MATERIAL FOR THIS TASK Block Start

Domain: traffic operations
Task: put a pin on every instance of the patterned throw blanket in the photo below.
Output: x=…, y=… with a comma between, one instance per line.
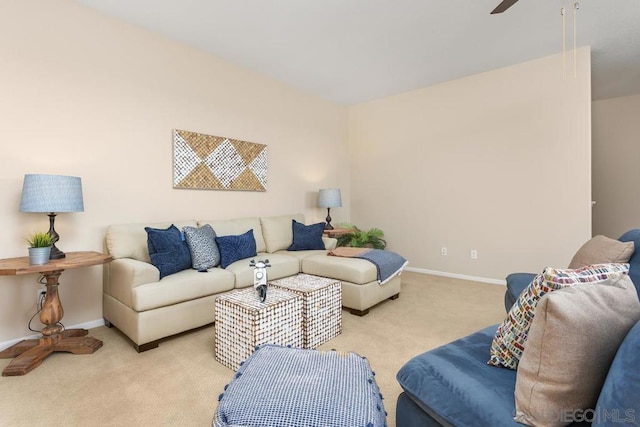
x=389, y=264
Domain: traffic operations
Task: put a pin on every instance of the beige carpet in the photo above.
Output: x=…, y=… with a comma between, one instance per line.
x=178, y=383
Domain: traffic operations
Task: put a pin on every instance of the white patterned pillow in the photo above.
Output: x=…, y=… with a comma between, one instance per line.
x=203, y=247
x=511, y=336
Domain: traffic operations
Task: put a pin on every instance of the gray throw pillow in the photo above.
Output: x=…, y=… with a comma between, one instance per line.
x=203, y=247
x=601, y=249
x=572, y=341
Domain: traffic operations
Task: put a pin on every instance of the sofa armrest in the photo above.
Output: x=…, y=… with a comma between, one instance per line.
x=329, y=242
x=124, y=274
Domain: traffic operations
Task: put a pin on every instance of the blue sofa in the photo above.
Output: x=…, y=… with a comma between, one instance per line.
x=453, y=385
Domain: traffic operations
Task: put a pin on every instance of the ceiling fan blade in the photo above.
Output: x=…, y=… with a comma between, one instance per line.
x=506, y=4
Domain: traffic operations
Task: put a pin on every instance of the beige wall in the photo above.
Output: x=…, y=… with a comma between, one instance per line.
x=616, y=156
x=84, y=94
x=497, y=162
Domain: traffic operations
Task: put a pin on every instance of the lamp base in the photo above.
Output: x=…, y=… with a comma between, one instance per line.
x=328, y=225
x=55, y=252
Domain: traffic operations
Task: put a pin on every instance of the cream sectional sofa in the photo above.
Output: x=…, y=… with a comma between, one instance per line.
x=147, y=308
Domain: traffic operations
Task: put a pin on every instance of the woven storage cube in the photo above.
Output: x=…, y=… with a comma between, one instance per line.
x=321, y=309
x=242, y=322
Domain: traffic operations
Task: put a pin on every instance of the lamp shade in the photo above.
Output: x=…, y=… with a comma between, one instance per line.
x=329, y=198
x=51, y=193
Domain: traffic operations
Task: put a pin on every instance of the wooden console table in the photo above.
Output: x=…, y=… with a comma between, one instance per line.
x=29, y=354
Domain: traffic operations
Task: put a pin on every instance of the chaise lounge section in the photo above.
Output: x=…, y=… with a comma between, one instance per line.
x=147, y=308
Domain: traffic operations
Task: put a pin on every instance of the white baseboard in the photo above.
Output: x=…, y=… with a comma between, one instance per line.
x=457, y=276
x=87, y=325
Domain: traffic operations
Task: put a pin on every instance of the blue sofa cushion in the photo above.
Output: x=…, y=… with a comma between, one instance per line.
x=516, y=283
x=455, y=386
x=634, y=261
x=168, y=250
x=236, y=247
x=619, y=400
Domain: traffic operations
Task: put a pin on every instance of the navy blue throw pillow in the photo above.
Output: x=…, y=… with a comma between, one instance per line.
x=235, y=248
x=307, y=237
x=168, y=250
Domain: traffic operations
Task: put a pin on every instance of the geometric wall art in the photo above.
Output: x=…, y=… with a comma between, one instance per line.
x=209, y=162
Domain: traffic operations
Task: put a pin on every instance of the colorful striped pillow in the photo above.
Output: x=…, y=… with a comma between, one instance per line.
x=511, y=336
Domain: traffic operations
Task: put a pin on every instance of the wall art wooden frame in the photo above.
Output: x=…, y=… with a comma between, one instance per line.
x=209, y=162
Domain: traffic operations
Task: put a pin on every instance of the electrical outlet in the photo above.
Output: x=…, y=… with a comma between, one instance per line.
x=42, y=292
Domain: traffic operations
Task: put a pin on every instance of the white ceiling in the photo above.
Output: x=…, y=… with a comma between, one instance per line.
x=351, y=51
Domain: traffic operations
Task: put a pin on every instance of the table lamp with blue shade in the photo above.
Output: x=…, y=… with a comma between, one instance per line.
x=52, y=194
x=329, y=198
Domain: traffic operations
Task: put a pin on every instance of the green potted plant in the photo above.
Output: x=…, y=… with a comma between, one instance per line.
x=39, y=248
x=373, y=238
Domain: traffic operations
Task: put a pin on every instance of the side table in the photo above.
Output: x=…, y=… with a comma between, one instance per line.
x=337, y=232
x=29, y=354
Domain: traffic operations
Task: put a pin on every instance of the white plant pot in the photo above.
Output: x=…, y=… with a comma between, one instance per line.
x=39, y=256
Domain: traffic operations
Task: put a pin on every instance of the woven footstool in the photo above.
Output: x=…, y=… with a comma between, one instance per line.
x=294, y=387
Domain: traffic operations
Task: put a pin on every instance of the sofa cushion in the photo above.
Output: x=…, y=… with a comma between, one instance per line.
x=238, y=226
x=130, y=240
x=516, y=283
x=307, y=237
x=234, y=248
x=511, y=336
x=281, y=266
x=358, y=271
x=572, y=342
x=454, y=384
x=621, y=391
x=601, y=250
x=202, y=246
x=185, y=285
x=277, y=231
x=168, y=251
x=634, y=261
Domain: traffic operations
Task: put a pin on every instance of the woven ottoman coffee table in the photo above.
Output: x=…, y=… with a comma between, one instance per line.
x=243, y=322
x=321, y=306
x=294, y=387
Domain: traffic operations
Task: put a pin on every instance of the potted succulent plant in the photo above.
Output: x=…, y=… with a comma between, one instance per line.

MATERIAL FOR THIS TASK Block End

### PROBLEM TO WORK ON
Check each line of the listing for "lamp". Show those that have it.

### WRITTEN ANSWER
Task: put a pin on every instance of the lamp base in the photo above.
Task: put a pin on every instance of the lamp shade in the photo above.
Task: put a pin on every instance of the table lamp with blue shade in the photo above.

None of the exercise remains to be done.